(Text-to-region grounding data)
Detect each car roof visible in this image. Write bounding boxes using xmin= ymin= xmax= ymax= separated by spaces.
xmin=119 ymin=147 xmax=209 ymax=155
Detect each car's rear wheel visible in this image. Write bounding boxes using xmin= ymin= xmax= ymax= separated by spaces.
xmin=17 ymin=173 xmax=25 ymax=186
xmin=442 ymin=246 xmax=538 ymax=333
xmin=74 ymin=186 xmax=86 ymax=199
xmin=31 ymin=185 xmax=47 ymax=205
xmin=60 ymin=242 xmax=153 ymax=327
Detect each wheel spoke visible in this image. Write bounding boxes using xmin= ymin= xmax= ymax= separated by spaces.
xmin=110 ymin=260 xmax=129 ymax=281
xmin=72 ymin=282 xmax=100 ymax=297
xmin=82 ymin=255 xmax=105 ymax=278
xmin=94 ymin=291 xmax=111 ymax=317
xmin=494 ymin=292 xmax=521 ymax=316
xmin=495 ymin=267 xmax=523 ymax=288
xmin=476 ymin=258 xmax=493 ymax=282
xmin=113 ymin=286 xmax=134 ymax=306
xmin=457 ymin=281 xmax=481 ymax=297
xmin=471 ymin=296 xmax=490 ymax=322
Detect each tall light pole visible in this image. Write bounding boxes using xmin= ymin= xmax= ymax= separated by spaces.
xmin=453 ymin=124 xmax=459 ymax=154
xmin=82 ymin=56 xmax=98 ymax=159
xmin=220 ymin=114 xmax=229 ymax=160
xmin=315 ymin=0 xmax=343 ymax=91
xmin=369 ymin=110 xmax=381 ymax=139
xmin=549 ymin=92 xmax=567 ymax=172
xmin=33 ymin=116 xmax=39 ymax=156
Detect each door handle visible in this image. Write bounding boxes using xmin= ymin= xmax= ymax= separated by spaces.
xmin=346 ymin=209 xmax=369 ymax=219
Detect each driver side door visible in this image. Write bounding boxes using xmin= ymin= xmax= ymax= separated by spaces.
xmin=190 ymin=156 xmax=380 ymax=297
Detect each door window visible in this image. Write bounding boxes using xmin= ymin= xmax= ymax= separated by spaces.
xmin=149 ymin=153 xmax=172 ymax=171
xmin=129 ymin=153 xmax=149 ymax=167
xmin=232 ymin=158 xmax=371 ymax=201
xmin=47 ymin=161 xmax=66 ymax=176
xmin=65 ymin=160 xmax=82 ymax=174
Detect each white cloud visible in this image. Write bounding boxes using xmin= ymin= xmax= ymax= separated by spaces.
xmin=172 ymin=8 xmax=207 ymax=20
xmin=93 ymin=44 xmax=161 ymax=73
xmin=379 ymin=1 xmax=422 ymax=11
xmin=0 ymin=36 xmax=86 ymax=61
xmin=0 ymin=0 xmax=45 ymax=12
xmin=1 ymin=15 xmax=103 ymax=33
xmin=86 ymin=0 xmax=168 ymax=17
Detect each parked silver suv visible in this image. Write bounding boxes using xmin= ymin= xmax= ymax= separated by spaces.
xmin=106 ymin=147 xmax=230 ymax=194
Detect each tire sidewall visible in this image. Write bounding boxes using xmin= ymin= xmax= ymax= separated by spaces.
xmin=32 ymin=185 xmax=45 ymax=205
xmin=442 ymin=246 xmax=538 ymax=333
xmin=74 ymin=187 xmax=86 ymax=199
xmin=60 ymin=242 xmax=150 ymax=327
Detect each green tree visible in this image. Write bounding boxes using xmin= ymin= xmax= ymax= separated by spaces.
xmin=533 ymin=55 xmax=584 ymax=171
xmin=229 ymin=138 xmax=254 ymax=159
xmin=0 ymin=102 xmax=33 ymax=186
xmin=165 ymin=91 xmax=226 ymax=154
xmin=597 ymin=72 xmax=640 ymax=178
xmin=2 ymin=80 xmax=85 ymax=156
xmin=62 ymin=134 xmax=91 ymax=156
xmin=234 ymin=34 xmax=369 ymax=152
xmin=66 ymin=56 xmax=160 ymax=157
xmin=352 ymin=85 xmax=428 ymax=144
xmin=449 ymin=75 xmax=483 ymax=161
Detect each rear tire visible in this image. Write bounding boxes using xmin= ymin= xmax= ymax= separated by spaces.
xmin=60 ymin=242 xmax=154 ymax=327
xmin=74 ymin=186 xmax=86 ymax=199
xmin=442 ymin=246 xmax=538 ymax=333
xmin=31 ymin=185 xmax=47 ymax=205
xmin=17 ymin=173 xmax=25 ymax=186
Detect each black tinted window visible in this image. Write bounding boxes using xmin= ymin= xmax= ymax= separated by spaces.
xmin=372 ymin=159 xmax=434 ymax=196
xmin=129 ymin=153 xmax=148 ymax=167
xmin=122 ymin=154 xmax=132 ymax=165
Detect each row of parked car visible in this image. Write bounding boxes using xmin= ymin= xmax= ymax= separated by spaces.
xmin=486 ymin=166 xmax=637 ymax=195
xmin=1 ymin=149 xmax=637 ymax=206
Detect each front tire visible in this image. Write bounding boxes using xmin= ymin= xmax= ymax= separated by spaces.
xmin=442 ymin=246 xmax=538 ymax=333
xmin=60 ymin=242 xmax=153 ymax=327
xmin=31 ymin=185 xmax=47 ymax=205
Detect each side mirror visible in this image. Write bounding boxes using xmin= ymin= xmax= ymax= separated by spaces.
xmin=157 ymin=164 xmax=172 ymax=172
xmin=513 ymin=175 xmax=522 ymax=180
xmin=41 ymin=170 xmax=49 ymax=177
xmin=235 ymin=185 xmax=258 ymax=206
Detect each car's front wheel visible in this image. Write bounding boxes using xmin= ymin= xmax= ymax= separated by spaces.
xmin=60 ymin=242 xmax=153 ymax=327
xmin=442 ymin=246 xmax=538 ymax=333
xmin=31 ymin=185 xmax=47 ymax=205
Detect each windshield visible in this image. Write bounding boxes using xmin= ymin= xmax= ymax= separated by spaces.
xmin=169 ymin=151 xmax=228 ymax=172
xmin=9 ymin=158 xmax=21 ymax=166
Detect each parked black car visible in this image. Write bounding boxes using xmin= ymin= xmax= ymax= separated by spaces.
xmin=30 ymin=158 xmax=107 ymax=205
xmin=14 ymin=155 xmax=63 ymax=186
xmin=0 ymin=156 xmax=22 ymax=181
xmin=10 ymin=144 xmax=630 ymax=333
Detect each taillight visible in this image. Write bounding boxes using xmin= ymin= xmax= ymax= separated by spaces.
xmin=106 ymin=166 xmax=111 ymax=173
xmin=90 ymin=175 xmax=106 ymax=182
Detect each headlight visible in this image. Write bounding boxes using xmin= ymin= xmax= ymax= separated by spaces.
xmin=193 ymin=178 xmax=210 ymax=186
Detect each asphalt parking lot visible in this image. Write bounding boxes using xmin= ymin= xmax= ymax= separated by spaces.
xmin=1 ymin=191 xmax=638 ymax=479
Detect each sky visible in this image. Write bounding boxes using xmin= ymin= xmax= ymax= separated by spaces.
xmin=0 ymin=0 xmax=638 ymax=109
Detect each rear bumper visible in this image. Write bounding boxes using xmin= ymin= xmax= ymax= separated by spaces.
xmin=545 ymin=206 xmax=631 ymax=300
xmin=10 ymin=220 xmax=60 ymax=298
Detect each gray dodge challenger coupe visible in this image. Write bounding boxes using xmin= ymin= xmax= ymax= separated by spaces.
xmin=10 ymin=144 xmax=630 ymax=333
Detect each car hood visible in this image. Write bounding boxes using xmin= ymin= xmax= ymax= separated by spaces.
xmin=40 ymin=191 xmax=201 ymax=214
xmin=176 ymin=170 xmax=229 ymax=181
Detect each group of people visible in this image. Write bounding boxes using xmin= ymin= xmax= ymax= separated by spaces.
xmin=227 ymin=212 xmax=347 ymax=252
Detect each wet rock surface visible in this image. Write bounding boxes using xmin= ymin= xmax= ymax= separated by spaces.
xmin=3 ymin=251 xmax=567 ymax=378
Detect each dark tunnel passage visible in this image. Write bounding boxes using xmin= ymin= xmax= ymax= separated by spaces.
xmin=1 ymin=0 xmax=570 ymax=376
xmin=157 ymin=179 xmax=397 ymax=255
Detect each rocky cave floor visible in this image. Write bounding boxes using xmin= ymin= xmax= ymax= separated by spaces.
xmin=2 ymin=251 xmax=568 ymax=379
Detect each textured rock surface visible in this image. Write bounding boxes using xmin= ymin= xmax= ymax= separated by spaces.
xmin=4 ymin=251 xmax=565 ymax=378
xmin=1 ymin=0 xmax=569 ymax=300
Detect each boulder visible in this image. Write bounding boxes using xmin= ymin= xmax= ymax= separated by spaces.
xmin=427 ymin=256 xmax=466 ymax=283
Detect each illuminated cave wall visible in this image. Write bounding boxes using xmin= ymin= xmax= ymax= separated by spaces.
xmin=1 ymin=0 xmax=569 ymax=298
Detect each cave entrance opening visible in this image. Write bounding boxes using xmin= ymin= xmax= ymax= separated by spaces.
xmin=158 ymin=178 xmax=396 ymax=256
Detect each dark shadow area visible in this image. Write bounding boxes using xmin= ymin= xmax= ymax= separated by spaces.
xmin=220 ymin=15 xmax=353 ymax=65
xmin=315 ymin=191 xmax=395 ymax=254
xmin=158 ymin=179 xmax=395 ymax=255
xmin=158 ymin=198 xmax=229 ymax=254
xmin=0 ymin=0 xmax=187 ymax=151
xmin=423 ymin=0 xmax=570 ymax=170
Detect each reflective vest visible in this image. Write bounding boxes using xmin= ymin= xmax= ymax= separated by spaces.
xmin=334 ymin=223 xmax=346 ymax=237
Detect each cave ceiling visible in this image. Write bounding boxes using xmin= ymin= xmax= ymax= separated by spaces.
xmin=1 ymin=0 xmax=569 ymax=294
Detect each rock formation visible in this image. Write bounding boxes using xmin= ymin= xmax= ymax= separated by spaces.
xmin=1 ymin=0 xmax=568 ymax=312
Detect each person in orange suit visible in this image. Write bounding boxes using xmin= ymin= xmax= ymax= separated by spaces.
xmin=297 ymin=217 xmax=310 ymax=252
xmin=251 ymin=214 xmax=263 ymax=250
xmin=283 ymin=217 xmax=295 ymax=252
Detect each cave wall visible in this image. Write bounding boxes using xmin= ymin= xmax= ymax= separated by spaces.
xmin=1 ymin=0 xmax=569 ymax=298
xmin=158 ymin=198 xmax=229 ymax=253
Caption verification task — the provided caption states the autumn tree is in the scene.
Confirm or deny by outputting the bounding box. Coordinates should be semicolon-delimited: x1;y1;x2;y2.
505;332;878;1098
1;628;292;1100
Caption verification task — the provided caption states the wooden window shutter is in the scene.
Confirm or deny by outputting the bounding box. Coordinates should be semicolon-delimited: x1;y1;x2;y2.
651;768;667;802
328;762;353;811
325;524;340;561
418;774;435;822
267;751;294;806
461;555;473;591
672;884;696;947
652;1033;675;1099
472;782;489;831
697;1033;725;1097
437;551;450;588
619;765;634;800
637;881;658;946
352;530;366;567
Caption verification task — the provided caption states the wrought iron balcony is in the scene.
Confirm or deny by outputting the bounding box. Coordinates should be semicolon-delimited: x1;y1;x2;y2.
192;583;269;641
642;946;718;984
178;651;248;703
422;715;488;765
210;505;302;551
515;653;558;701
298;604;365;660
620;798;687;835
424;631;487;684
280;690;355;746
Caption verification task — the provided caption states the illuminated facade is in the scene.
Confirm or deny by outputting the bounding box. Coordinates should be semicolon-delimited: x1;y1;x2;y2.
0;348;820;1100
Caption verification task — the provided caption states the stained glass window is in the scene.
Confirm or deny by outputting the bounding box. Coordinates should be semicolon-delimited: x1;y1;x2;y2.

• **WHAT YOU NEED TO DO**:
Starting from the line with "facade is in the scene.", write out every remaining line of the data above exactly, the final line included, and nothing before it.

• **WRITTEN SOLUTION**:
Caption verification task — the provided caption states the illuminated facade is in the scene.
Confirm or deny by outputting the bounding box. Coordinates should be semicolon-delimited: x1;y1;x2;y2.
0;348;820;1100
Caption verification task — the provided caption states the stained glass window is in the scene.
Confirm or deny by outputting the bounding box. Coordinates should be semicolon-delimited: x1;y1;x2;y2.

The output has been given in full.